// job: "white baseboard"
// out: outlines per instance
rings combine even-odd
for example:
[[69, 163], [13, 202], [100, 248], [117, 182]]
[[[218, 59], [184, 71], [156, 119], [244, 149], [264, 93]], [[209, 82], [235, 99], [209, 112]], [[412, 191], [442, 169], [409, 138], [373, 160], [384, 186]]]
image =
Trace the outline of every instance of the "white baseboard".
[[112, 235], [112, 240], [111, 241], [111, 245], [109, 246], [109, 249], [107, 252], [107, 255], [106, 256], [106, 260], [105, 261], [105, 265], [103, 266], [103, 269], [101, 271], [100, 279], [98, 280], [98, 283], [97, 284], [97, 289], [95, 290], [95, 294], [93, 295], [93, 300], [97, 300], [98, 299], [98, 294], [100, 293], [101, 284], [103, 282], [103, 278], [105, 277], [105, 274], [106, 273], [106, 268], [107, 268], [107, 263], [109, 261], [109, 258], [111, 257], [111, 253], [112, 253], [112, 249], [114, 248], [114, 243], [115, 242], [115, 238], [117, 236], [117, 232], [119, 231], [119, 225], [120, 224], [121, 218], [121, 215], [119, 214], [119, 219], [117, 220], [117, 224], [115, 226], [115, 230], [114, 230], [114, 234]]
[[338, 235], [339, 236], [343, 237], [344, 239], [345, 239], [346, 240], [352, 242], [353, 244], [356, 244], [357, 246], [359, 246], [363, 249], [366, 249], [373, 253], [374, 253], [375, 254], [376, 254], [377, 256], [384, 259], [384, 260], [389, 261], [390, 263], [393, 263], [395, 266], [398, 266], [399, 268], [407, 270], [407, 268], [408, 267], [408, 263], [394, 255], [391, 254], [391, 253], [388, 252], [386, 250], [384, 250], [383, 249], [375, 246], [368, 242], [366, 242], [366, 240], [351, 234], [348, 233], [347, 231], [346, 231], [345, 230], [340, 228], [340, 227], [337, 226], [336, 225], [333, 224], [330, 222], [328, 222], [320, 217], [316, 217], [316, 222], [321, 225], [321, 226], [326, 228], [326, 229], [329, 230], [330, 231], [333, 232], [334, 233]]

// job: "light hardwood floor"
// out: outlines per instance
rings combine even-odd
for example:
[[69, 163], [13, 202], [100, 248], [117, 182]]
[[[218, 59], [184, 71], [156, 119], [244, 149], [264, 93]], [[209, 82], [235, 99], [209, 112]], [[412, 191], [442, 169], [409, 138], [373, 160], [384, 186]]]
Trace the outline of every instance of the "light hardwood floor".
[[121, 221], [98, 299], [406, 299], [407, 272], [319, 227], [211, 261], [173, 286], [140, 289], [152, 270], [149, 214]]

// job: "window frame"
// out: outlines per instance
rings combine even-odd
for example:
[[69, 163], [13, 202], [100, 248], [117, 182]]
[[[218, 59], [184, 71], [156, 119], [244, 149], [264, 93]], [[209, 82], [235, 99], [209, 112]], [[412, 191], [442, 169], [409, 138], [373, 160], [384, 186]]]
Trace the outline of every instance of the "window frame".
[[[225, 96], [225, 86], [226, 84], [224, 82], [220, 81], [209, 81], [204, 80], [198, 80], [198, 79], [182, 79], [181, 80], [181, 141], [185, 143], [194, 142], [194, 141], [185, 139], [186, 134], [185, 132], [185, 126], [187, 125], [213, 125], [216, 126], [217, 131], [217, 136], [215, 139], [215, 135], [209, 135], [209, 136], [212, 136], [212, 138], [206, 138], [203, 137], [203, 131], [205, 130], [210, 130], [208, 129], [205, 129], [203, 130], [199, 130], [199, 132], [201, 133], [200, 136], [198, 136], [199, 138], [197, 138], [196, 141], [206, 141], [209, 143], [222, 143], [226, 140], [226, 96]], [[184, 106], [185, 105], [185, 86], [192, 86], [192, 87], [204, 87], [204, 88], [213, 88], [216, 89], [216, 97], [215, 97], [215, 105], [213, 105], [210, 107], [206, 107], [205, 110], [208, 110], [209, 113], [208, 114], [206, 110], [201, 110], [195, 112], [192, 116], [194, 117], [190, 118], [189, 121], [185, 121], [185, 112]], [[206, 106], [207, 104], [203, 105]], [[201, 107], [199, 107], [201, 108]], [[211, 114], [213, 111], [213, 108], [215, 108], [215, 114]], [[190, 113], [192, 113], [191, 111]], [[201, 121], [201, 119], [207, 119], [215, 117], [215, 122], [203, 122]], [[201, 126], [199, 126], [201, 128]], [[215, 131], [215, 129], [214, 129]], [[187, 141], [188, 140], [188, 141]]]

········

请报告上面的条目中有多少行包含字符串“baseboard”，区分大小写，只给出数字。

任务解答 = 2